EXERCÍCIO PROPOSTO >> No texto sobre a urna eletrônica, de qual universidade era a equipe que encontrou uma lacuna no sistema de segurança durante o teste público de 2012?

TRECHO FORNECIDO >>
>>>>
Bruna
Borges
Do UOL, em Brasília
Do UOL, em Brasília
29/08/2014
A urna eletrônica usada no Brasil não é totalmente confiável, está
sujeita a fraudes internas e externas e não permite auditoria, segundo
especialistas ouvidos pelo UOL. Isso significa que seu voto pode ir
a outro candidato e não necessariamente o crime será descoberto.
No último teste público do equipamento promovido pelo TSE (Tribunal
Superior Eleitoral), em 2012, uma equipe de especialistas em computação da UnB
(Universidade de Brasília) descobriu uma lacuna no sistema de segurança. O
tribunal não permitiu novos exames públicos e não respondeu por que não
realizou mais avaliações.
"Atualmente votamos com confiança incondicional na autoridade
eleitoral e seus processos, algo que não faz qualquer sentido do ponto de vista
de segurança", afirmou Diego Aranha, professor de computação da Unicamp
(Universidade Estadual de Campinas) e da UnB, que liderou o grupo de
especialistas em segurança e tecnologia da informação que encontrou a brecha na
urna.
O grupo conseguiu quebrar o sigilo da urna e desembaralhar a ordem dos
votos fictícios registrados no equipamento. "Em um sistema com
registro puramente eletrônico dos votos, como o brasileiro, há o perigo
constante de fraude em larga escala via software e sem possibilidade de
detecção. Uma fraude sofisticada pode inclusive eliminar os próprios rastros,
tornando-se indetectável até em uma auditoria posterior nas memórias internas
dos equipamentos", explicou Aranha.
Para o professor Pedro Rezende, do Departamento de Ciência da Computação
da UnB, a votação no Brasil continua podendo ser fraudada mesmo depois de ser
informatizada. "Não há sistema informatizado invulnerável. Qualquer
interessado em fraudar um complexo sistema informatizado buscará o caminho que
lhe ofereça melhor relação entre o esforço ou dificuldade de execução, e o
risco de ter o efeito da fraude desvelado e anulado ou a sua autoria rastreada
e punida."
Principais problemas da urna eletrônica, segundo
especialistas
·
Possibilidade
de fraudes externas
Fraudes externas, no software da urna, são difíceis de achar. Um grupo
conseguiu quebrar o sigilo da urna em um teste em 2012 e desembaralhar a ordem
dos votos fictícios registrados. "Há o perigo constante de fraude em larga
escala via software e sem possibilidade de detecção. Uma fraude sofisticada
pode inclusive eliminar os próprios rastros, tornando-se indetectável",
explica Diego Aranha
·
Possibilidade
de fraudes internas
Há chances de ataques internos. Segundo Amílcar Brunazo Filho,
supervisor do Fórum do Voto Eletrônico, a urna brasileira é vulnerável a
ataques internos, os efetuados por quem atua nas eleições como mesários e
funcionários do TSE. "Alguns dos ataques dá para detectar, outras fraudes
não dá se for via software. E a sociedade não consegue garantias de que o
sistema foi fraudado"
·
Não há
garantia (voto impresso)
<<<<
MATERIAL REUNIDO >>
>>>>
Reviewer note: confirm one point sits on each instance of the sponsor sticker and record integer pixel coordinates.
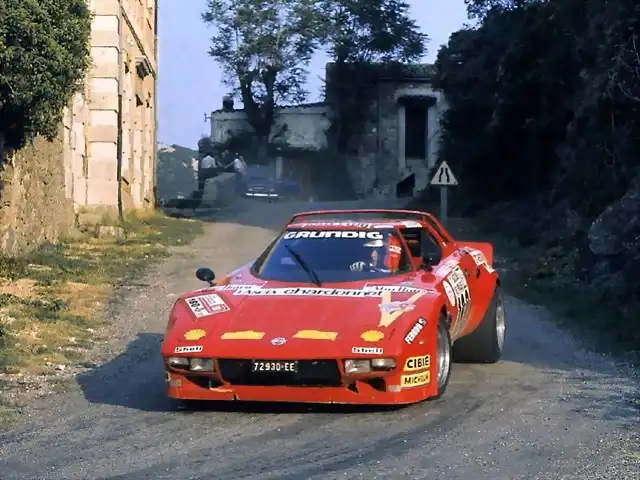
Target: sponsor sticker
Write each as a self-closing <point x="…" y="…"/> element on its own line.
<<<<
RESPOSTA DA TAREFA >> A equipe era da UnB (Universidade de Brasília).